PROVIDED TEXT:
○ ○ ○ ○ ○

The morphological characteristics of nickel sulfide nanoparticles are illustrated in Fig. 7.³⁶ Distinct morphologies emerge based on varied reaction conditions during sample preparation. Ni1, Ni3, Ni4, and Ni5 exhibit a spherical structure, while Ni2 displays a mixed morphology with network and sphere-like structures. Ni6 has bigger-sized particles, but the morphologies of Ni7 and Ni8 are more like networks. Ni9 and Ni10 samples heated to 80 °C show irregular shapes and sizes and aggregated particle morphologies. Notably, Ni12 exhibits a sponge-like morphology. Hydrophilic interactions, van der Waals forces, electrostatic and dipolar fields inside the aggregate, crystal-face attraction, and hydrogen bonds significantly impact the changes in sample morphology when varying the capping agents. These elements probably function in concert to control the process of self-assembly that results in the final structure. The self-assembly process leading to the final structure is likely governed by a combination of these factors. TEM analysis confirms that Ni12 has a sponge-like morphology composed of tiny nanoparticles, but Ni9 and Ni2 have heterogeneous shapes (Fig. 7b–e). EDX results for all samples confirm the presence of Ni and S. Spatial regularity in the elemental distribution of Ni12 reveals a composition of Ni_0.82S_1.00. The Ni and S homogenous distribution throughout the Ni12 sample is further shown by EDX elemental mapping and line scanning (Fig. 7a).³⁶

Fig. 7 (a) Field-emission scanning electron microscope (FE-SEM) images of nickel sulfide nanoparticles (NPs) with compositions Ni9, Ni10, and Ni12; (b) energy-dispersive X-ray (EDX), mapping, and line scanning specifically for Ni12; transmission electron microscope (TEM) images showcase (c) Ni2, (d) Ni9, and (e and f) Ni12.³⁶

In conclusion, nickel sulfide nanoparticles' diverse crystal structures and morphologies, ranging from hexagonal to sponge-like, highlight their versatility and tunable synthesis capabilities. The unique electronic properties of nickel sulfide, especially its small bandgap, make it a promising material for various technological applications, including photocatalysis and rechargeable lithium batteries. The comprehensive characterization through XPS, UV-visible spectroscopy, and electron microscopy provides valuable insights into the elemental composition, electronic structure, and morphological features of different nickel sulfide nanoparticles. Further exploration of these nanostructures holds great potential for advancing their applications in emerging fields.

○ ○ ○ ○ ○

CHALLENGES:
a – Answer each question from the nickel sulfide passage:
(i) Which sample has a sponge-like morphology?
(ii) What composition does the elemental distribution of Ni12 reveal?
(iii) Which two applications are named as examples for nickel sulfide?
b – Summarize the nickel sulfide passage in two sentences.
c – List every sample that the nickel sulfide passage says has a spherical structure.
Answer using only the nickel sulfide passage.

DATASET ENTRIES:
○ ○ ○ ○ ○

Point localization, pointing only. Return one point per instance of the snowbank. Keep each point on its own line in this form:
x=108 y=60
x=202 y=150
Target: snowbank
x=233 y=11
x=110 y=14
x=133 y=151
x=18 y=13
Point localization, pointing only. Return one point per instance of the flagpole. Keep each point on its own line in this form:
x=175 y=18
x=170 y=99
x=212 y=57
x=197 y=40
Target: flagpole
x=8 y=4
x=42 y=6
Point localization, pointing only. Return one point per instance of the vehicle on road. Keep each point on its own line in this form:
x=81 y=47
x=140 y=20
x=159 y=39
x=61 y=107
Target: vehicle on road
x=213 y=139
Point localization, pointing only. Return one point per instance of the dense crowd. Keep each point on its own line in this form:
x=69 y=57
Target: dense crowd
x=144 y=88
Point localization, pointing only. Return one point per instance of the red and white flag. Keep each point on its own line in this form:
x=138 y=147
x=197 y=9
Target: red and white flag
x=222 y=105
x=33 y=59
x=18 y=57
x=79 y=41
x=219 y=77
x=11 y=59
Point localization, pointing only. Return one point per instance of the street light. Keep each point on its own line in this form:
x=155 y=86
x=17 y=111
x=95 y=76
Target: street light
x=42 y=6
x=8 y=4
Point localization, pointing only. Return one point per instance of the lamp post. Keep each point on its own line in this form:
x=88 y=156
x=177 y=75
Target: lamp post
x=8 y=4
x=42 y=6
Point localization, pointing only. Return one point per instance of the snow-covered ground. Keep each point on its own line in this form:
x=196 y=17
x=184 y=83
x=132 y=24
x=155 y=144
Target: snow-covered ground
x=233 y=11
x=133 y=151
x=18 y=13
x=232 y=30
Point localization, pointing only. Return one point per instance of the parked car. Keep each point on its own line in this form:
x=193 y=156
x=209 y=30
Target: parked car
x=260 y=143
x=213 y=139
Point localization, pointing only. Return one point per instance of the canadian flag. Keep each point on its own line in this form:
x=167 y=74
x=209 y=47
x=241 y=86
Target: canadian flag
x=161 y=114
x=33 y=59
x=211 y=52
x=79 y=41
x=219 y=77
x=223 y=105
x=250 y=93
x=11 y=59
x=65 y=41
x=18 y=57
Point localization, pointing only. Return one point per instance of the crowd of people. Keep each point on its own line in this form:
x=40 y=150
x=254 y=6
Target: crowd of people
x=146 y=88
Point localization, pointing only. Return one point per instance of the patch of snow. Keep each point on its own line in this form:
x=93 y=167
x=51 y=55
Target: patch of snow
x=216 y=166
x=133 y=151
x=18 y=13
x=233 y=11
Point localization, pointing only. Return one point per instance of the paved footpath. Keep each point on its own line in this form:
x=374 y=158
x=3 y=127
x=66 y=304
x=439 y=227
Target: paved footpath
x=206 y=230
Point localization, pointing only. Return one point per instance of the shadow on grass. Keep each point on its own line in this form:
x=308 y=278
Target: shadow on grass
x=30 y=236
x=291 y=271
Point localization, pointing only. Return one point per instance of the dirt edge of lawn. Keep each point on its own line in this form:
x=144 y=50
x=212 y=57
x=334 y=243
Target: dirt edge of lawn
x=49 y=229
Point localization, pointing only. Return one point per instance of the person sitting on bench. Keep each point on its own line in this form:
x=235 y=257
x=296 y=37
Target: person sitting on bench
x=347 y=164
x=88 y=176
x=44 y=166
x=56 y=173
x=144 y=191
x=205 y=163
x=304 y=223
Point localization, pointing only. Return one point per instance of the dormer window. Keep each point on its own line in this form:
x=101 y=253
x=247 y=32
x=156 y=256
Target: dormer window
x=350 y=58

○ ○ ○ ○ ○

EXERCISE SOLUTIONS:
a –
(i) Ni12
(ii) Ni_0.82S_1.00
(iii) Photocatalysis and rechargeable lithium batteries

b – Nickel sulfide nanoparticles take on different morphologies depending on reaction conditions, from spherical and network structures to the sponge-like Ni12. Forces such as van der Waals forces and hydrogen bonds probably act together to govern their self-assembly, and their small bandgap makes them promising for uses such as photocatalysis and rechargeable lithium batteries.

c – Ni1, Ni3, Ni4, Ni5